PASSAGE SHOWN:
· · · · · · ·

Thursday, July 4, 2013

The CCR5 Receptor and HIV/AIDS

The recently reported news that an AIDS patient has been successfully cured of his disease is a very exciting development in regards to global public health.  The methodology used to affect this outcome is directly related to the manner in which the human immunodeficiency virus (HIV) gains entry into its host cell.  HIV enters and ultimately kills the so-called,” T-Helper” cell that plays a critical role in adaptive human immunity.  Once a significant portion of these cells are destroyed, the patient displays the classic symptoms of AIDS – the inability to successfully fight off infections by invading micro-organisms.

· · · · · · ·

TASK DESCRIPTION: Continue the post on the CCR5 receptor and HIV/AIDS from its final sentence. The rows are not needed.

STUDY MATERIAL:
· · · · · · ·

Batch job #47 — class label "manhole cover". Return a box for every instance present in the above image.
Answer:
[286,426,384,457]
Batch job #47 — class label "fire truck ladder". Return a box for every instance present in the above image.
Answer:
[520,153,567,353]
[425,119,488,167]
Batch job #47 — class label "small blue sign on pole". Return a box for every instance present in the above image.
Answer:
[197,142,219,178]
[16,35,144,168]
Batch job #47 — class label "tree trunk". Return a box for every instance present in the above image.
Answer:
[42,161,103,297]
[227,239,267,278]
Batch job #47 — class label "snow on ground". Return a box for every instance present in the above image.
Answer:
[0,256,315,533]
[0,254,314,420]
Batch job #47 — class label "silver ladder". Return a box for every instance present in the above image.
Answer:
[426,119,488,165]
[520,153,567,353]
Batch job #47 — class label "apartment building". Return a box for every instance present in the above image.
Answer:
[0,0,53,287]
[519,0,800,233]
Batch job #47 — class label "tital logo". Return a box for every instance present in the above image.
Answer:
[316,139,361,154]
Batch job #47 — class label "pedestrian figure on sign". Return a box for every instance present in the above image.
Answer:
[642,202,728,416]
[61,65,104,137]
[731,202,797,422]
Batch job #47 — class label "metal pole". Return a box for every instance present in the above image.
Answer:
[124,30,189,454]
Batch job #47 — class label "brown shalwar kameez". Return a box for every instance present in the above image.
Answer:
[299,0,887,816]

· · · · · · ·

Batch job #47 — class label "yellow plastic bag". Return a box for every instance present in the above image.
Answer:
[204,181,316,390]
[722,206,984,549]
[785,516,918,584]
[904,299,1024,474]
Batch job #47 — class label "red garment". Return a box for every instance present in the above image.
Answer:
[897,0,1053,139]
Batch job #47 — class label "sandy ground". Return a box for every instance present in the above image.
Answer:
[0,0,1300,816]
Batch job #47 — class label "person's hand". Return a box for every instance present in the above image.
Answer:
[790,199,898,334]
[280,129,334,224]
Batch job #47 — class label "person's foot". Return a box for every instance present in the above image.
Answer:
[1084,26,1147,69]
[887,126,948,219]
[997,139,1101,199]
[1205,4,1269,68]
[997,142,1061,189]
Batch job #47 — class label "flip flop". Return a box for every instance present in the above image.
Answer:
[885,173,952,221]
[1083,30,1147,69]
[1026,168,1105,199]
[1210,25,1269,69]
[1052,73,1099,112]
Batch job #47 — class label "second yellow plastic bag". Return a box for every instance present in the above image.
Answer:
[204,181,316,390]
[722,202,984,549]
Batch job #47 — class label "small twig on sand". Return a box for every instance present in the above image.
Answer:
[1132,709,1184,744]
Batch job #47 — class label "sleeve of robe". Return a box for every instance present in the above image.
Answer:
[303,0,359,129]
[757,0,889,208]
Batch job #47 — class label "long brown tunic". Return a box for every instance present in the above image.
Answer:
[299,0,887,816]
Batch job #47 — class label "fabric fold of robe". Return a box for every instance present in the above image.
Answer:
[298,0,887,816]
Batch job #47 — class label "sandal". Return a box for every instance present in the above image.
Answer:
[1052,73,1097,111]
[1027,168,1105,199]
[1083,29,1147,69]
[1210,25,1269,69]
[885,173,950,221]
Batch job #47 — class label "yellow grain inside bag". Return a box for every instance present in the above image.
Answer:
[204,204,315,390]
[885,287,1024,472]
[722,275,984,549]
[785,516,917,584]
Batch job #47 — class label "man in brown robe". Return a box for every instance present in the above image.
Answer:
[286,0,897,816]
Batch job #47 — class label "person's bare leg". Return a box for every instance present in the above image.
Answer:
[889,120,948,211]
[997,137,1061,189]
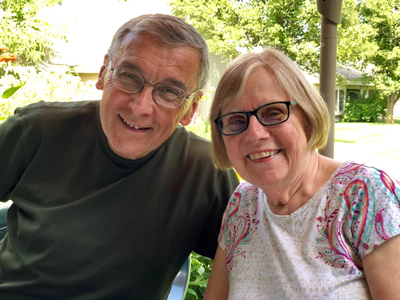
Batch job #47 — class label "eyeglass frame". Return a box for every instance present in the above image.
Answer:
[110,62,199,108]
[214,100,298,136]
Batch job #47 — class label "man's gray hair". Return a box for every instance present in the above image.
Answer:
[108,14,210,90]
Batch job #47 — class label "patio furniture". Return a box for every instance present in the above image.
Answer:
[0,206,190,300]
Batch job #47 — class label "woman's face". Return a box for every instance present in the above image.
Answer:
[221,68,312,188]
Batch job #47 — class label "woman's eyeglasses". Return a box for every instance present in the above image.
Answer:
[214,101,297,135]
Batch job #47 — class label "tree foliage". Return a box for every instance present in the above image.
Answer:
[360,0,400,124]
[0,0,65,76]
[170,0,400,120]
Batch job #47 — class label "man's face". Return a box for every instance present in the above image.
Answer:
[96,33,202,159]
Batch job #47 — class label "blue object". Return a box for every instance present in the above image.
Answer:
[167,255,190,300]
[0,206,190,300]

· · · · · · ·

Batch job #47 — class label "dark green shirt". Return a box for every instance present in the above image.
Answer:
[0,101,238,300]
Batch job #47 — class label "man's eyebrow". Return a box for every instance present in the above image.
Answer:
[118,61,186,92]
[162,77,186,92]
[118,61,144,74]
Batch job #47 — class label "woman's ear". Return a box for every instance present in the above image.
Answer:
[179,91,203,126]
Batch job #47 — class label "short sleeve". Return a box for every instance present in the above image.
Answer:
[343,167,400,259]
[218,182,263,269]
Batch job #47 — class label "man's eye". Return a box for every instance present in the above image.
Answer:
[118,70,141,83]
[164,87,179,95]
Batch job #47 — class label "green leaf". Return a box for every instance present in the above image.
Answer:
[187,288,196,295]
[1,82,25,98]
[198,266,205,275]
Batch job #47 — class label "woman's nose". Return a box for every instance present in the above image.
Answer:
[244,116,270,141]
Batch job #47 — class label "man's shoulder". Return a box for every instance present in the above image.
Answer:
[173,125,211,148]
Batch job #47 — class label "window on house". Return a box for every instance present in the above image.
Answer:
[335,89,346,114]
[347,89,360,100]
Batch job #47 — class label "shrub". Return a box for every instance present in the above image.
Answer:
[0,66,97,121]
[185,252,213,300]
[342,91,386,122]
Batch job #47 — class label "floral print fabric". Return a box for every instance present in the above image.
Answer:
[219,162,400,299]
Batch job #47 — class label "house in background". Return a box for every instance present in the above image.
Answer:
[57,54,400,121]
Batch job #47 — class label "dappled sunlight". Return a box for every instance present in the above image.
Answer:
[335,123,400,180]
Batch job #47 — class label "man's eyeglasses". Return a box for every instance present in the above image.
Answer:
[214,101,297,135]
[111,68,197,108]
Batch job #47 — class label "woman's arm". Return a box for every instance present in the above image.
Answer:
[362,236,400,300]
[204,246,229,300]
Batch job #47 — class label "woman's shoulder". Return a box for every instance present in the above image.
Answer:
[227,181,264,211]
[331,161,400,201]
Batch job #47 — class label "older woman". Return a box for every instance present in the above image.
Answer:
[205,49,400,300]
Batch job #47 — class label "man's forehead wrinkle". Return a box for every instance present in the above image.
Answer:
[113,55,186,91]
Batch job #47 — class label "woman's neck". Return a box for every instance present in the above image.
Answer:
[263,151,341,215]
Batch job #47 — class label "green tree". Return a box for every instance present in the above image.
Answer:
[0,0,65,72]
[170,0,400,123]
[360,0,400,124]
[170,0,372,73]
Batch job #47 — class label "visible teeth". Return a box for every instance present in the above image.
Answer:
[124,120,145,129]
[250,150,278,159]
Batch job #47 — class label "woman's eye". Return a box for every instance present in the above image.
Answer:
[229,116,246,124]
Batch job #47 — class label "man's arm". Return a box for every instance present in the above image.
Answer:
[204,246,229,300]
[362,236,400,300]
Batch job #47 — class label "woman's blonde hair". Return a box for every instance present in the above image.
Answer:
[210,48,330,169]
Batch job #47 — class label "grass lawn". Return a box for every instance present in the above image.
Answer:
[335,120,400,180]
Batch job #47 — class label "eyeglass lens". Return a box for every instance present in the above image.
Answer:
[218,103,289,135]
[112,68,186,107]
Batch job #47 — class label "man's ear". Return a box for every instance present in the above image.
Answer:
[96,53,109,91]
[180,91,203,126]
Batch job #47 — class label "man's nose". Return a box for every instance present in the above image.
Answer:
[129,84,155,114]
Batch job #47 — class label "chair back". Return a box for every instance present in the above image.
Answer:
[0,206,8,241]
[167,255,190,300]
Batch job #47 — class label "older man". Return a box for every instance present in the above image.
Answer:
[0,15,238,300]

· · · · · · ·

TASK RESULT:
In order to successfully invade its target cell, HIV must bind to specific proteins found on the surface of T-Helper cells.  One of these cell surface proteins is referred to CCR5 (CD195) – a member of the chemokine receptor family – and the protein product of the CCR-5 gene.  Chemokines are factors that are used to attract T cells to particular tissue or organ targets when battling infection.  If this protein is absent or the product of a mutated gene, HIV will fail to bind and therefore be unable to infect the target cell.  It is important to remember that viruses have an absolute requirement for access into a living cell in order to produce an infection; for, they need to exploit the intracellular processes of a living cell in order to make copies of themselves.  The molecular biology of HIV has been studied extensively and, as a consequence, this mechanism of action is well understood.

In addition, there is a percentage of the human population that is innately resistant to HIV infection even upon exposure to the virus.  This apparent insensitivity to HIV infection is readily explained by the fact that these individuals possess defective variants of the CCR-5 gene.
Thanks to the ingenuity and inventiveness of Drs. Gero Hutter, Eckard Thiel and colleagues from the Charite Hospital in Berlin Germany, an approach to a potential cure of AIDS was recognized that involves the widely used procedure of bone marrow transplantation – the first successful human bone marrow transplantation was accomplished in 1975 in Seattle pioneered by Dr. Donnall Thomas who won a Nobel Prize in Medicine for his efforts.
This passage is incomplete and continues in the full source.